Work item
Each record that follows is to be reproduced character for character, pictures excepted.

****

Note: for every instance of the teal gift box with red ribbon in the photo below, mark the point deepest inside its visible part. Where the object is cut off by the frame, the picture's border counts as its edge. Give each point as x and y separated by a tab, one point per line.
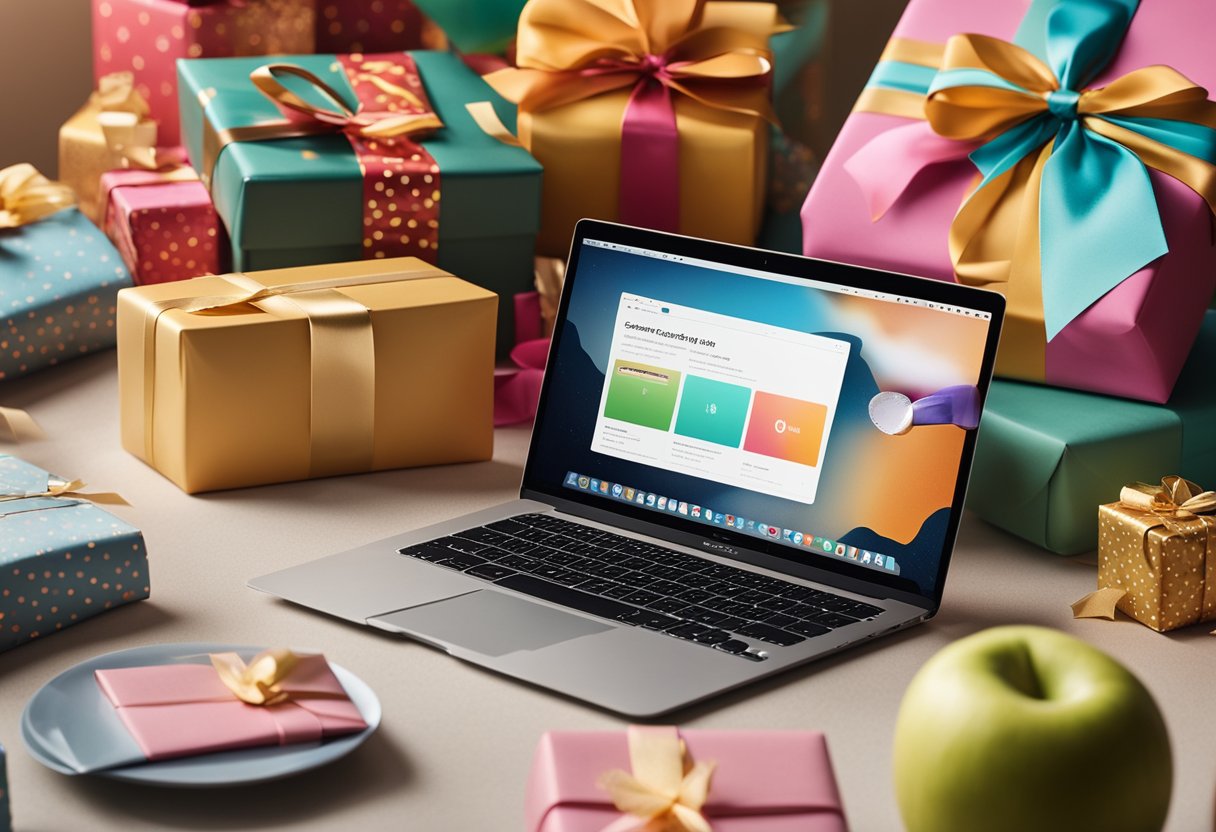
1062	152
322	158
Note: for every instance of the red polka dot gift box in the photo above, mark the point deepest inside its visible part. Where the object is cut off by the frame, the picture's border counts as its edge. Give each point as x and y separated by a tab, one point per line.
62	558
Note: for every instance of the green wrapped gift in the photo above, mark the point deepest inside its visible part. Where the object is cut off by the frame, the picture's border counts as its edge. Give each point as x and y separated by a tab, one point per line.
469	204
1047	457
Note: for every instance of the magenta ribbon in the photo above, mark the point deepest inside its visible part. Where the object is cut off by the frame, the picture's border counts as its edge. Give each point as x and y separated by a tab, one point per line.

****

Solution to the problem
Note: for every instance of the teal gift box with red ribbon in the photo below, mark the point deepest inside its visible part. Where the object is cut off by the frame, the picture's border counts as its edge. Give each point as x and y separated by a tab, one point per line.
1062	152
322	158
Note: for every instance of the red polka dot gift box in the photo above, mark the point deepest inside its visible part. Where the object is cut off by the frame, the picture's border counts as its edge. Give each point as x and y separated by a tab, one point per line.
62	558
Note: for every instance of the green wrapped gift in the photo above, mark the point deepest inside its visible part. Where the object is cut off by the frame, the picture's border counts as its edge. Give each point as x and y separated by a tab, one point per line.
469	204
1047	457
Note: for every instance of the magenta ribbon in the photo above, mark the point deepest inside its visible part. Where the object is cut off by the frame, the picture's border counts as its edge. Give each point as x and y separated by a tab, one point per line.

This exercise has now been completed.